[[ Records for this exercise open ]]

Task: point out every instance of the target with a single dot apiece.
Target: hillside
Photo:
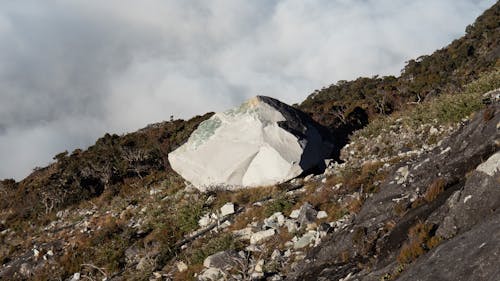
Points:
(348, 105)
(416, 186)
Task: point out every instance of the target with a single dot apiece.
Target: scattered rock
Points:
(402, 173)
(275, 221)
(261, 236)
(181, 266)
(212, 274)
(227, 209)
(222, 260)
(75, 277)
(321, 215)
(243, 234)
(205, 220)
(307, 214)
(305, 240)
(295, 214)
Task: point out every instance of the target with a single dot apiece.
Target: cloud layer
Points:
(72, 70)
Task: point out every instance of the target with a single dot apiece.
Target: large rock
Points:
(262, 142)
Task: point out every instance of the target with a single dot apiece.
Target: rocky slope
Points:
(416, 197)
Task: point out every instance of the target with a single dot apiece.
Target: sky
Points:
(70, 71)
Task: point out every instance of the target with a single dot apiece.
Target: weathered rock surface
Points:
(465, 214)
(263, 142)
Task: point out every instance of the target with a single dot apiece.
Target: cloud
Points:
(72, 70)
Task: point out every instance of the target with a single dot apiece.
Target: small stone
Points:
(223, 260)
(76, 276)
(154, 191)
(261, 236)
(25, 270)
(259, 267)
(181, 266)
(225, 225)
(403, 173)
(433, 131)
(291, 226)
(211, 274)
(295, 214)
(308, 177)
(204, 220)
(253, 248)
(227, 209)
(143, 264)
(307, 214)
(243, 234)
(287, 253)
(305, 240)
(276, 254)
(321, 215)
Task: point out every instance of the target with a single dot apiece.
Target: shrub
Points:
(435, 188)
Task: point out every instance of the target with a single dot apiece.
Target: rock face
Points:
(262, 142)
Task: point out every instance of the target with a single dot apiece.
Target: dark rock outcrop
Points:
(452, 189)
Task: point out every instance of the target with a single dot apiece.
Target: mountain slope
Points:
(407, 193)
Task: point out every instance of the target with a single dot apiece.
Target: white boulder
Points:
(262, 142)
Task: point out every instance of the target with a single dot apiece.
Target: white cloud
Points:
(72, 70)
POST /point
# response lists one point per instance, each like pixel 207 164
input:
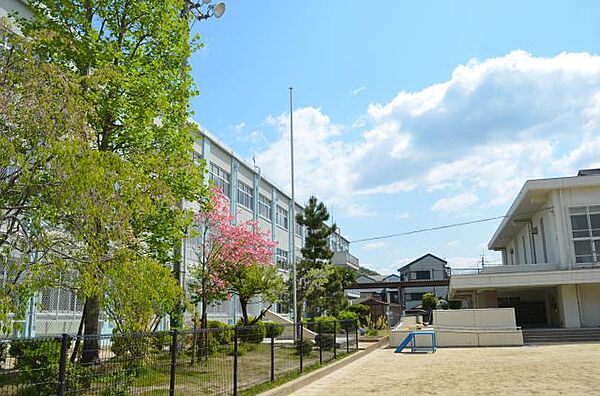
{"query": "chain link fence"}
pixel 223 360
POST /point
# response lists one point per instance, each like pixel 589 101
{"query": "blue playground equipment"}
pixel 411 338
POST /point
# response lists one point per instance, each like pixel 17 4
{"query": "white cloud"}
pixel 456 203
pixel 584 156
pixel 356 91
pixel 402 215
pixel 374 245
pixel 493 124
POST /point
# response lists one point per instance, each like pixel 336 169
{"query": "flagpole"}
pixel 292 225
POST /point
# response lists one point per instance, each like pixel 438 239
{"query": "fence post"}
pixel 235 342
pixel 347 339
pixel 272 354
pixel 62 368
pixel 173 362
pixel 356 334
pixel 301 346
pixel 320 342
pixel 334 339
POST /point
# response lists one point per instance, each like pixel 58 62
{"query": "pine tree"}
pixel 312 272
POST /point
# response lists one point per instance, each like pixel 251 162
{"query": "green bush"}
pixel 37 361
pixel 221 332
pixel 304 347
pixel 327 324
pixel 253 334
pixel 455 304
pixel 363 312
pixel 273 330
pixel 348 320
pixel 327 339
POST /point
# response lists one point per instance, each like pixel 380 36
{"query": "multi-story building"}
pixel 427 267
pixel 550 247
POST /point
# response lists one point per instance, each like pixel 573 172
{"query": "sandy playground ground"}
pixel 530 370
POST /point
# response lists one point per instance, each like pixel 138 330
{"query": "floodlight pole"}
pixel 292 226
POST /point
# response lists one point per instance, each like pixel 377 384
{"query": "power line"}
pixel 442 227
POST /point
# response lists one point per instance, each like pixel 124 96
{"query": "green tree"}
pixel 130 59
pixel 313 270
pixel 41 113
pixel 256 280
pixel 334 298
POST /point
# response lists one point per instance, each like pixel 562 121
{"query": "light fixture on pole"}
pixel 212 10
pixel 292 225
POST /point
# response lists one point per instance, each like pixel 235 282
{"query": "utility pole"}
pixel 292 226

[[ Records for this exercise closed ]]

> **What is required**:
Drop the images and copy all the data exactly.

> **Task solution**:
Task: point out every instance of the target with a single dot apiece.
Target: hillside
Photo:
Points:
(348, 105)
(416, 186)
Task: point out every instance of the target with a single dot apiece.
Target: scattered rock
Points:
(402, 173)
(275, 221)
(261, 236)
(181, 266)
(212, 274)
(227, 209)
(222, 260)
(75, 277)
(321, 215)
(243, 234)
(205, 220)
(307, 214)
(305, 240)
(295, 214)
Task: point out every instance of the target with a single dot apiece.
Target: cloud layer
Points:
(72, 70)
Task: point out every instance of the target with a single dot apiece.
Target: large rock
Points:
(262, 142)
Task: point out every instance of the target with a single dot apiece.
Target: rocky slope
Points:
(416, 197)
Task: point out every instance of the target with a single dot apiece.
Target: sky
Points:
(70, 71)
Task: point out every instance of the target with a single dot apiece.
Target: weathered rock surface
Points:
(465, 214)
(263, 142)
Task: point out every instance of the target with a single dot apiece.
Target: cloud
Points:
(72, 70)
Task: point out every instance of the target with a single dot apiece.
Target: small stone
Points:
(223, 260)
(76, 276)
(154, 191)
(261, 236)
(25, 270)
(259, 267)
(181, 266)
(225, 225)
(403, 173)
(433, 131)
(291, 226)
(211, 274)
(295, 214)
(308, 177)
(204, 220)
(253, 248)
(227, 209)
(143, 264)
(307, 214)
(243, 234)
(287, 253)
(305, 240)
(276, 254)
(321, 215)
Task: point out every instance of the target with a single dot apiece.
Target: shrub
Points:
(435, 188)
Task: point out every instance of the target with a single dot apiece.
Target: rock face
Points:
(262, 142)
Task: point out every instance of the target with a single dot apiece.
Target: dark rock outcrop
Points:
(452, 189)
Task: point out every instance of the target with a single dot apiece.
Target: mountain slope
Points:
(407, 193)
Task: point out every instance of the target with a single dot apiece.
Target: white boulder
Points:
(262, 142)
Task: point out every instance of the target with a single dot apiece.
Target: white cloud
Points:
(72, 70)
POST /point
# response lists one point per instance, each like pixel 207 164
input:
{"query": "chain link fence"}
pixel 223 360
POST /point
# response lists one point per instance, each like pixel 589 101
{"query": "blue playground equipment"}
pixel 411 338
POST /point
# response lists one point per instance, each like pixel 17 4
{"query": "white cloud"}
pixel 456 203
pixel 584 156
pixel 356 91
pixel 402 215
pixel 374 245
pixel 493 124
POST /point
# response lists one point per instance, each like pixel 336 169
{"query": "flagpole"}
pixel 292 225
POST /point
# response lists one point per instance, each like pixel 438 239
{"query": "fence post"}
pixel 235 342
pixel 347 339
pixel 272 354
pixel 62 368
pixel 173 362
pixel 356 334
pixel 301 346
pixel 320 342
pixel 334 339
POST /point
# response lists one point per instance, each like pixel 58 62
{"query": "pine tree"}
pixel 312 272
POST /point
# response lists one point per instance, each like pixel 251 162
{"query": "green bush"}
pixel 37 361
pixel 221 332
pixel 304 347
pixel 327 324
pixel 253 334
pixel 455 304
pixel 363 312
pixel 273 330
pixel 348 320
pixel 327 339
POST /point
# response lists one point per instance, each like pixel 380 36
{"query": "multi-story building"}
pixel 427 267
pixel 550 247
POST /point
# response lists one point per instance, each like pixel 573 172
{"query": "sandy playground ground"}
pixel 530 370
POST /point
# response lists one point per instance, each like pixel 138 330
{"query": "floodlight pole"}
pixel 292 226
POST /point
# response lists one point per instance, each like pixel 377 384
{"query": "power line"}
pixel 442 227
POST /point
# response lists one point per instance, each like pixel 124 96
{"query": "green tree"}
pixel 130 59
pixel 313 270
pixel 41 113
pixel 256 280
pixel 334 298
POST /point
# response lists one point per instance, each like pixel 562 121
{"query": "light fixture on pole"}
pixel 212 10
pixel 292 225
POST /point
# response lists one point per instance, each like pixel 235 282
{"query": "utility pole"}
pixel 292 226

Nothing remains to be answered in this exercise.